EXERCISE DIRECTIONS -
Print the entries that appear below, exactly as written and without their pictures.

===== SUPPLIED INFORMATION =====

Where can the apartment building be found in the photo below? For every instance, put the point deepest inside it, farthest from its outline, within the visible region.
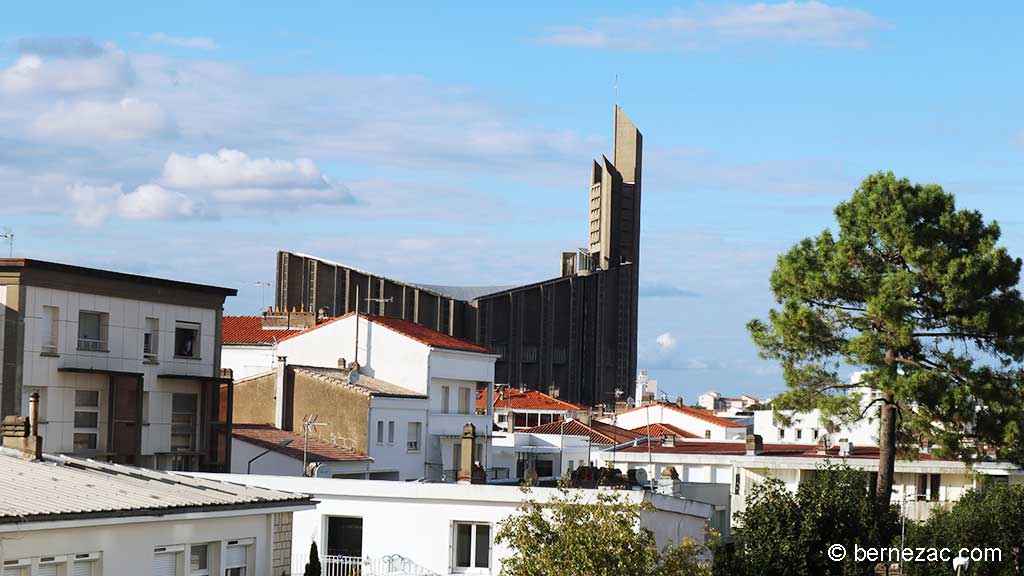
(387, 387)
(127, 367)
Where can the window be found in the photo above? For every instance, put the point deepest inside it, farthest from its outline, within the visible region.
(151, 339)
(413, 443)
(165, 561)
(186, 339)
(51, 326)
(235, 558)
(199, 560)
(86, 419)
(183, 422)
(92, 331)
(472, 545)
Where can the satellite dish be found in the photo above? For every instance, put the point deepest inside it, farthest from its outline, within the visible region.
(638, 477)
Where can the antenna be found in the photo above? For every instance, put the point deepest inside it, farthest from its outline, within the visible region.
(8, 234)
(262, 284)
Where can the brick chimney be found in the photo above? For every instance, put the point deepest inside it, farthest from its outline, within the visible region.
(755, 445)
(20, 433)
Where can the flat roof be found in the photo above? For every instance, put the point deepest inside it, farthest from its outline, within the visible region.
(19, 264)
(62, 488)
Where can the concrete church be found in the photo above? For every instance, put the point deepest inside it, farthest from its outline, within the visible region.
(573, 336)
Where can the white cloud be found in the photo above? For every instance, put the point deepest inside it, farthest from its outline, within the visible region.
(184, 41)
(50, 71)
(666, 340)
(232, 176)
(788, 23)
(155, 203)
(128, 119)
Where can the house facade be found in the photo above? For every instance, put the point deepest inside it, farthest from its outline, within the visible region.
(127, 367)
(437, 528)
(395, 391)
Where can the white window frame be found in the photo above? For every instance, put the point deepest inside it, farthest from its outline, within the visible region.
(152, 329)
(413, 444)
(86, 409)
(51, 330)
(472, 547)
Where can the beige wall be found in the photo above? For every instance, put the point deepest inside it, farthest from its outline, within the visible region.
(254, 400)
(344, 411)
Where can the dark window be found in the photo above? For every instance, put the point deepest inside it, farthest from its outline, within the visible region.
(186, 339)
(344, 536)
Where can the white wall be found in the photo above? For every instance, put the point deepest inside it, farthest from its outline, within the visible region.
(416, 520)
(126, 324)
(127, 546)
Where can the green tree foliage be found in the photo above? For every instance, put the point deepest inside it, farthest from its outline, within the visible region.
(313, 566)
(920, 295)
(570, 536)
(990, 519)
(785, 533)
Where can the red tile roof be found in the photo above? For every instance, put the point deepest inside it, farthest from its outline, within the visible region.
(695, 412)
(267, 437)
(522, 399)
(249, 330)
(660, 429)
(599, 433)
(419, 333)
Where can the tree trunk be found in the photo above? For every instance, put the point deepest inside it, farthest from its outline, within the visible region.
(887, 449)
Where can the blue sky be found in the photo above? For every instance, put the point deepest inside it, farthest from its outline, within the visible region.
(451, 142)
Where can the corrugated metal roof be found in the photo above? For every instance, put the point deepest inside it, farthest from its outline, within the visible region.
(66, 488)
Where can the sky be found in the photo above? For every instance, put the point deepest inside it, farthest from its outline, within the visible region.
(449, 142)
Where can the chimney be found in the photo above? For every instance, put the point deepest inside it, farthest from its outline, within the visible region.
(280, 392)
(20, 433)
(467, 457)
(755, 445)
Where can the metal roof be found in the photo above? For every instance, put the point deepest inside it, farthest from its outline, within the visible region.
(68, 488)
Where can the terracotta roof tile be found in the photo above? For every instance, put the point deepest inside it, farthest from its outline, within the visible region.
(660, 429)
(267, 437)
(249, 330)
(522, 399)
(599, 433)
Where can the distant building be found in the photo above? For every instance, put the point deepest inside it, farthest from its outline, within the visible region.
(383, 386)
(268, 450)
(573, 336)
(127, 367)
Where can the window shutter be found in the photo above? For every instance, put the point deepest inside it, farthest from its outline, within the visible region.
(235, 557)
(165, 564)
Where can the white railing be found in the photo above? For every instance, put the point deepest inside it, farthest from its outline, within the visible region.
(393, 565)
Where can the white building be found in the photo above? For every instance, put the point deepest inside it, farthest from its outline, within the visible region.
(127, 367)
(73, 517)
(920, 485)
(395, 391)
(693, 420)
(443, 528)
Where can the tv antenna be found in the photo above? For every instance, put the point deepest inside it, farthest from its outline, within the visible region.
(8, 235)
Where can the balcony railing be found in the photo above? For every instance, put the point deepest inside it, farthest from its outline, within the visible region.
(89, 344)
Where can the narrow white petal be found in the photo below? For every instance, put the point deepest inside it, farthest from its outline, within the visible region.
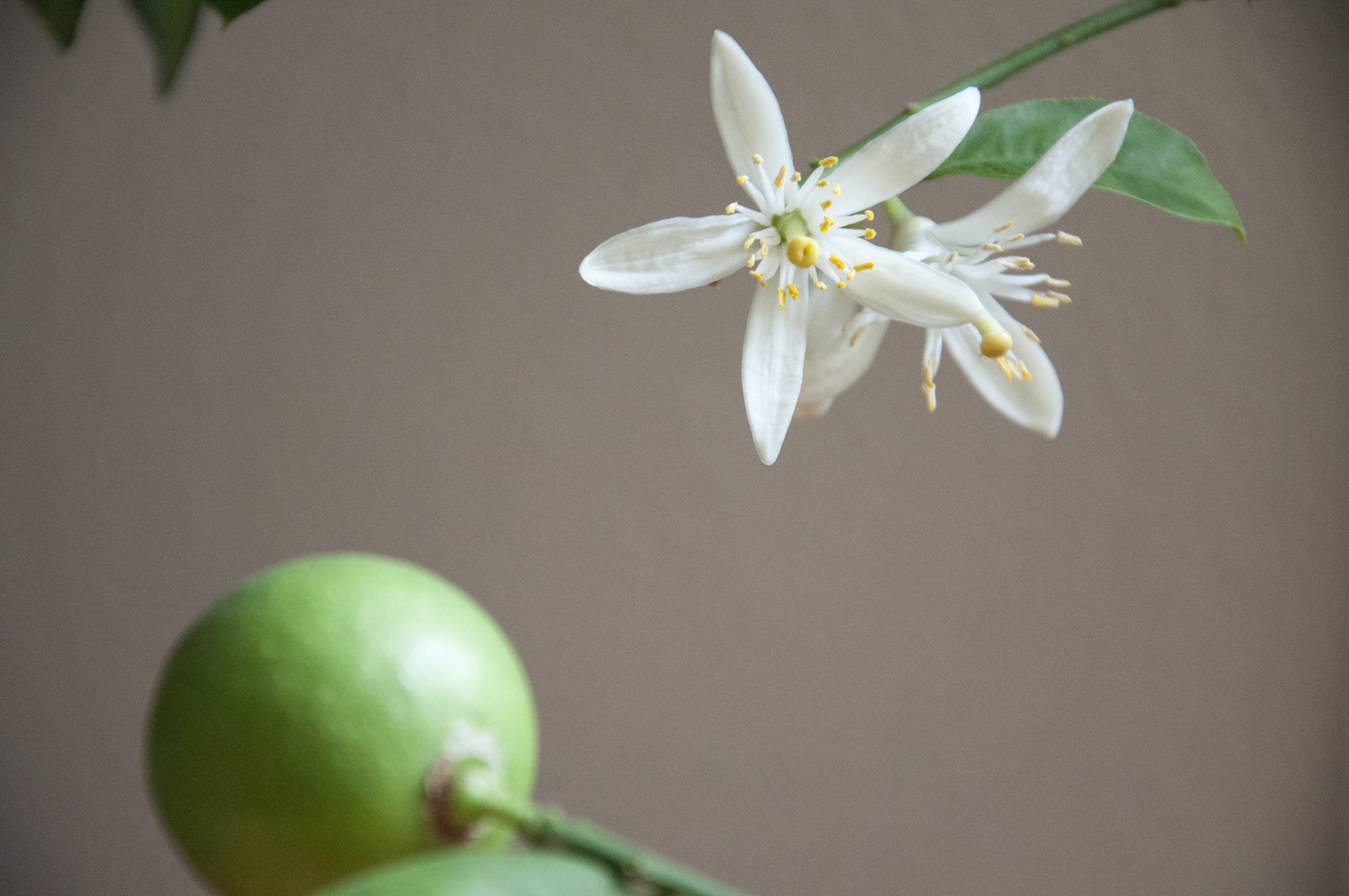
(1051, 187)
(746, 111)
(771, 372)
(908, 290)
(670, 256)
(1035, 404)
(905, 154)
(840, 346)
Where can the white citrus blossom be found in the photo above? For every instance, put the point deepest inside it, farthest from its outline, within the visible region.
(811, 236)
(1021, 383)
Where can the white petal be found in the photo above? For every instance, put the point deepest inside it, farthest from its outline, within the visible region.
(670, 256)
(908, 290)
(1054, 184)
(1035, 404)
(771, 372)
(746, 111)
(905, 154)
(840, 347)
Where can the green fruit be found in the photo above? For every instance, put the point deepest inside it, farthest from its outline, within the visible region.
(297, 721)
(459, 874)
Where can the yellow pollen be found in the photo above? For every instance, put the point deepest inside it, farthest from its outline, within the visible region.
(803, 251)
(996, 344)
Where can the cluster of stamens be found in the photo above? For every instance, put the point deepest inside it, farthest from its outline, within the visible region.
(799, 243)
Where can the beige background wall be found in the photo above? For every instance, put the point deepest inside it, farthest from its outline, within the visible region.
(325, 297)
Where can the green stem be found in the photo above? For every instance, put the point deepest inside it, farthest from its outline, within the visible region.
(1035, 51)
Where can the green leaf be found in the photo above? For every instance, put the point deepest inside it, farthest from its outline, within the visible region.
(1157, 163)
(61, 17)
(169, 25)
(231, 10)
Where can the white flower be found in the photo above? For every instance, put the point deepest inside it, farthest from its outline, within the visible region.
(808, 247)
(1020, 382)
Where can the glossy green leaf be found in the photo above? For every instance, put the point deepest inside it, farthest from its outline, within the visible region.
(231, 10)
(1157, 165)
(478, 874)
(61, 17)
(170, 25)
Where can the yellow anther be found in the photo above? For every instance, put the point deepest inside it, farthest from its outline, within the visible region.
(803, 251)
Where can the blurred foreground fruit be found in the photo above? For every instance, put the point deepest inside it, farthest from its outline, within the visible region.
(299, 718)
(474, 874)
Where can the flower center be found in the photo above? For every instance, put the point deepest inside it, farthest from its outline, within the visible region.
(801, 250)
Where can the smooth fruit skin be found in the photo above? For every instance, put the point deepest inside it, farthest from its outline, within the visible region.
(463, 874)
(297, 721)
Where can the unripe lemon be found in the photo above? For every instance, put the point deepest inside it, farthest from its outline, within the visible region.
(471, 874)
(299, 719)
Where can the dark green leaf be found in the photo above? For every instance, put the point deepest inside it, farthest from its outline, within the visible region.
(61, 17)
(231, 10)
(452, 872)
(1157, 165)
(170, 25)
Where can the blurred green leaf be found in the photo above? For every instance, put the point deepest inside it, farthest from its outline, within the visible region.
(455, 872)
(61, 17)
(170, 25)
(1157, 163)
(231, 10)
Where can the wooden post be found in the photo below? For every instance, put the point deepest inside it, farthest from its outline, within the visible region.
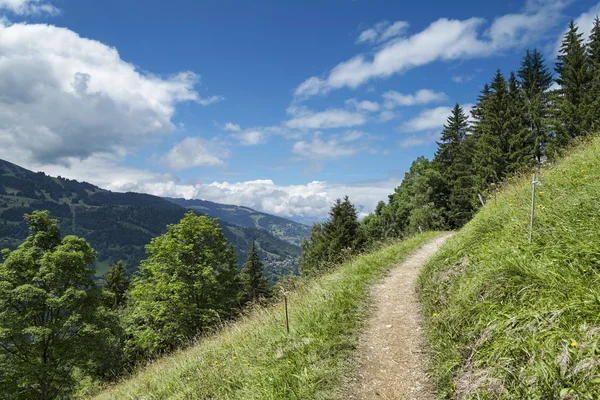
(287, 319)
(533, 183)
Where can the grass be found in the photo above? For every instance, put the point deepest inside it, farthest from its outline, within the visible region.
(511, 320)
(255, 358)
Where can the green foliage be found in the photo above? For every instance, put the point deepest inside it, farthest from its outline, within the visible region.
(188, 282)
(330, 243)
(53, 325)
(116, 282)
(571, 119)
(513, 320)
(256, 359)
(255, 285)
(119, 225)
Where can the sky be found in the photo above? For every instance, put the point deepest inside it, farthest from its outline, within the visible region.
(281, 106)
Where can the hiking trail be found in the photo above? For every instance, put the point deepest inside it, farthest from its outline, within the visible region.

=====

ANSWER BELOW -
Where can the apartment building be found in the photo below? For every instance, put the point deepest inside it, farthest from its outline, within the visible region.
(387, 387)
(127, 367)
Where can the window be found in the photo above? For every instance, put the point deepest inside it, farthest from its outline, within the visible region.
(151, 339)
(413, 443)
(165, 561)
(186, 339)
(51, 326)
(235, 558)
(199, 560)
(86, 419)
(183, 422)
(92, 331)
(472, 545)
Where can the satellite dish be found in the photo above? For every instance, put the point deepest inside it, farthest from its outline, within the visible region.
(638, 477)
Where can the antenna be found in the photo above? For every instance, put the point deepest inside it, farthest from its outline, within the visible region.
(8, 234)
(262, 284)
Where can the brick chimney be found in the photo above? For every instance, put the point deepest inside it, farthest from its outline, within the visible region.
(755, 445)
(20, 433)
Where can the flat roof be found in the photo above? For every instance, put the point deepest inside it, farthest from its outline, within the visible region.
(19, 264)
(62, 488)
Where can the concrete church be found in the photo above? For every instance, put the point deepest inside it, farthest from its outline, within the visible region.
(573, 336)
Where can the white cloud be found in the photo above? For every instance, put the point deepest inside it, farthest from its outline, within the visible region.
(184, 41)
(50, 71)
(666, 340)
(232, 176)
(788, 23)
(155, 203)
(128, 119)
Where can the house facade be found in the photo above? For every instance, put the point deepest inside it, farthest from its outline, within the visible region.
(127, 367)
(437, 528)
(395, 391)
Where can the white window frame be found in the photo above? For every instance, put the point deepest inside it, farthest from its outline, within the visible region.
(152, 329)
(413, 444)
(86, 409)
(51, 330)
(472, 547)
Where can the beige wall be found in the photo above? For every instance, put the point deepest inside it, farthest from its outline, within the visible region.
(254, 400)
(344, 411)
Where can the dark window be found in the photo above? For every instance, put the point deepest inside it, farthest from its outline, within the visible region.
(186, 339)
(344, 536)
Where can the white wall be found in the photo above? For every instance, put the point deepest inside it, farthest from its outline, within the visible region.
(416, 520)
(126, 324)
(127, 546)
Where can the green tree foliage be found in the photo above? For every instance, put the point deepest inside it, farthest from its outline, within the visible region.
(313, 566)
(920, 295)
(570, 536)
(990, 519)
(785, 533)
Where can the red tile roof be found in the photo above? For every instance, put the point deepest inside it, farthest from its outline, within the visible region.
(695, 412)
(267, 437)
(522, 399)
(249, 330)
(660, 429)
(599, 433)
(419, 333)
Where can the tree trunk be found in the photo above? For every instance, put the point deepest inside it, farthest from its outline, within the visible region.
(887, 449)
Where can the blue sky be found in the photo above? For every instance, put the point deepest inside it, farthest from its outline, within the visible region.
(451, 142)
Where can the corrugated metal roof be found in the photo above? For every instance, put the point deepest inside it, farthest from its outline, within the visible region.
(66, 488)
Where can the sky be found in the photo above? For every instance, put the point deepest inside it, farthest from its outline, within the visible region.
(449, 142)
Where can the chimney be found in the photo above? For every instance, put the point deepest inside it, farthest from its outline, within the visible region.
(280, 392)
(20, 433)
(467, 457)
(755, 445)
Where can the metal roof be found in the photo above? For every instance, put the point deepest inside it, farthest from its outline, within the visible region.
(68, 488)
Where can the terracotta roof tile be found in the photo above? For every instance, put the point deepest inside it, farthest from its outline, within the visible region.
(660, 429)
(267, 437)
(249, 330)
(522, 399)
(599, 433)
Where can the distant building be found in the photo above? For every instance, put the point deepest inside it, farthest from its outline, within the visible region.
(383, 386)
(268, 450)
(573, 336)
(127, 367)
Where can the window shutter be found in the photo above? For every instance, put the point deepest inside it, farthest from its outline, within the visible region.
(235, 557)
(165, 564)
Where can the white railing be found in the photo above? For every instance, put the point deepest inside it, farthest from its outline, within the visible region.
(393, 565)
Where can the white building be found in the photo above? For every instance, put the point deepest inside it, farthest from its outline, within the visible region.
(127, 367)
(73, 517)
(920, 485)
(395, 391)
(693, 420)
(443, 528)
Where can the tv antenna be found in the photo above? For every instance, put the point deepest inside it, farthest from its outline, within the visible region.
(8, 235)
Where can the balcony railing be found in the photo above? For every instance, put the point deepest inside it, farthest from its outline, within the visible region.
(89, 344)
Where can the narrow white petal be found in the photo below? For every instance, put the point deepest inside it, farthest from its outline, within the visible region.
(1051, 187)
(746, 111)
(771, 372)
(908, 290)
(670, 256)
(1035, 404)
(905, 154)
(840, 346)
Where can the white citrus blossom be found in the photo above? For every instance, put the point deepest inside it, farthest from its outline, within the visible region.
(811, 236)
(1021, 383)
Where can the white petal be found in the photo above? For every instance, put the point deepest inside it, farthest from its outline, within the visible region.
(670, 256)
(908, 290)
(1054, 184)
(1035, 404)
(771, 372)
(746, 111)
(905, 154)
(840, 347)
Where can the green fruit be found in the photo above? For every instance, put the point deepest inside it, farthest from its outline, within the visible region.
(297, 721)
(459, 874)
Where can the yellow pollen be found in the photo above? For every instance, put the point deepest inside it, farthest from its outline, within the visible region.
(803, 251)
(996, 344)
Where can the cluster of stamens be found in the photo above? For every instance, put the point deepest inside it, farthest from its outline, within the visible region.
(799, 243)
Where can the beige background wall be found in the photo above? For every instance, put the point deepest inside it, farthest from its outline, within the visible region.
(325, 297)
Where can the green stem be found in the photo above? For every instance, put the point deepest inside it, farthest from its outline, within the visible region.
(1035, 51)
Where can the green leaf be found in the photo above? For every instance, put the point deepest inside it, farthest from its outline, within the visible region.
(1157, 163)
(61, 17)
(169, 25)
(231, 10)
Where can the white flower be found in the photo above? For every instance, put the point deepest inside it, farthest from its outline, within the visible region.
(808, 247)
(1020, 382)
Where can the glossy green leaf be found in the photo above? For every instance, put the point deepest inside it, farthest from its outline, within the visible region.
(231, 10)
(1157, 165)
(478, 874)
(61, 17)
(170, 25)
Where can the yellow anther be found in the photo above? For every instance, put the point deepest inside it, farthest from its outline, within the visible region.
(803, 251)
Where can the blurred foreground fruit be found in the photo above? For every instance, put the point deepest inside it, farthest from its outline, within the visible region.
(299, 718)
(474, 874)
Where can the flower center be found in the photo above? For every instance, put the point deepest inside it, farthest from its outline, within the visible region.
(801, 250)
Where can the smooth fruit skin be found in the photo above? For every instance, put the point deepest inside it, farthest from its outline, within the visible region.
(463, 874)
(297, 721)
Where can the unripe lemon be found in the photo above? For every instance, put the point deepest inside it, farthest from its outline, within the visible region.
(471, 874)
(299, 719)
Where can the dark green leaf be found in the photo above? For every instance, put the point deepest inside it, farthest from its outline, within the visible region.
(61, 17)
(231, 10)
(452, 872)
(1157, 165)
(170, 25)
Where can the blurred green leaf be found in the photo above? For every instance, put the point deepest inside it, farthest from its outline, within the visible region.
(455, 872)
(61, 17)
(170, 25)
(1157, 163)
(231, 10)
Where can the wooden post be found in the photo below? For every instance, put the point deepest inside it, farthest from its outline, within the visible region.
(287, 319)
(533, 183)
Where can the grass be found in the photo above? For every instance, put the point deepest inside it, farthest from its outline, within the visible region.
(511, 320)
(255, 358)
Where can the green foliage be found in the photo above? For every instance, put the point deepest inside it, farthest from its outline, within the visible region.
(188, 282)
(330, 243)
(53, 325)
(116, 282)
(571, 119)
(513, 320)
(256, 359)
(255, 285)
(119, 225)
Where can the sky be found in the photo above? For every instance, put the point deepest inside it, farthest from its outline, within the visible region.
(281, 106)
Where can the hiking trail be found in the photo above? For every instance, put the point deepest inside it, farthest from its outline, within the visible region.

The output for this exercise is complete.